Box-labeled dataset extracts
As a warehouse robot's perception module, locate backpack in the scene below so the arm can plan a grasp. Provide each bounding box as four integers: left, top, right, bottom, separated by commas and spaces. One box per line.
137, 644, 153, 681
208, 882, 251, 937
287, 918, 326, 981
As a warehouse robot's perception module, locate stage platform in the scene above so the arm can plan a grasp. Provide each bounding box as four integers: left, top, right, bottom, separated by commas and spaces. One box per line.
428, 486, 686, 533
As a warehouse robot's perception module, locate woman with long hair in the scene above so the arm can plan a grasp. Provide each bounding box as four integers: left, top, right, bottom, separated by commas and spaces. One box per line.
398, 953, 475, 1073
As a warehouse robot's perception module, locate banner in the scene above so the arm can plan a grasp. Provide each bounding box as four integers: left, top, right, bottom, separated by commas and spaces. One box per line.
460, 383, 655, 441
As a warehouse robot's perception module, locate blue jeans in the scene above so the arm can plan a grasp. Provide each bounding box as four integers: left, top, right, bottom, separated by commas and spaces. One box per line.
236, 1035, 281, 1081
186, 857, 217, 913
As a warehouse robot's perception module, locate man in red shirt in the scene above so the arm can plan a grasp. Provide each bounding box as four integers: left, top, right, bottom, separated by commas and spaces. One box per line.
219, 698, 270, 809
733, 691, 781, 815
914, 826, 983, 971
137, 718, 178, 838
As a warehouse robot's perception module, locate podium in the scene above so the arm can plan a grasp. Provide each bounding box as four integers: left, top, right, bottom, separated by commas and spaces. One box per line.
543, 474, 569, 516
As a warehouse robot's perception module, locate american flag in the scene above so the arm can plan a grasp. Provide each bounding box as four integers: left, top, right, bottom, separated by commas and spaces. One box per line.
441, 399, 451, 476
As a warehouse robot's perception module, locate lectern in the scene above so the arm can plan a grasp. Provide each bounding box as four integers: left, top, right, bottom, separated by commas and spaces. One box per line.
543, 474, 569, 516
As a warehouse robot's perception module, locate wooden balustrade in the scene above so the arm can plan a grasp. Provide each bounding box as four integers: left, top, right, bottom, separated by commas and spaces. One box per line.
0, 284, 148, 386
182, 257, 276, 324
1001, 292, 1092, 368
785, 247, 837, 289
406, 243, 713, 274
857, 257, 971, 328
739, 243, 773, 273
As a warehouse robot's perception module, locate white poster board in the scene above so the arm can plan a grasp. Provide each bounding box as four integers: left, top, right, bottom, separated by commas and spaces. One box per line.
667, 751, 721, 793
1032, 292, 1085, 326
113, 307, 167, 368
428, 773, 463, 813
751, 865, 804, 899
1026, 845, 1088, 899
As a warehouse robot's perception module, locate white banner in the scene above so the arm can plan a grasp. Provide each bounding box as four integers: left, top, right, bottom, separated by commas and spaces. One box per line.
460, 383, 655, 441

--- PROBLEM TO WORK ON ---
Replace "white banner" with "white sign" in the listing, from the line containing "As a warehouse robot's perception module, locate white banner" through the end of the listing, inclusive. Reproduce only those lines, with everything else unchanged.

--- EXPECTED OUTPUT ---
As a warehouse robot's perception module, locate white sign in the scene above so the arm can plan a grasp. Provide each bounding box as four integers: left, top, right, bottom, separated by commas and spaces. One box per line.
460, 383, 655, 441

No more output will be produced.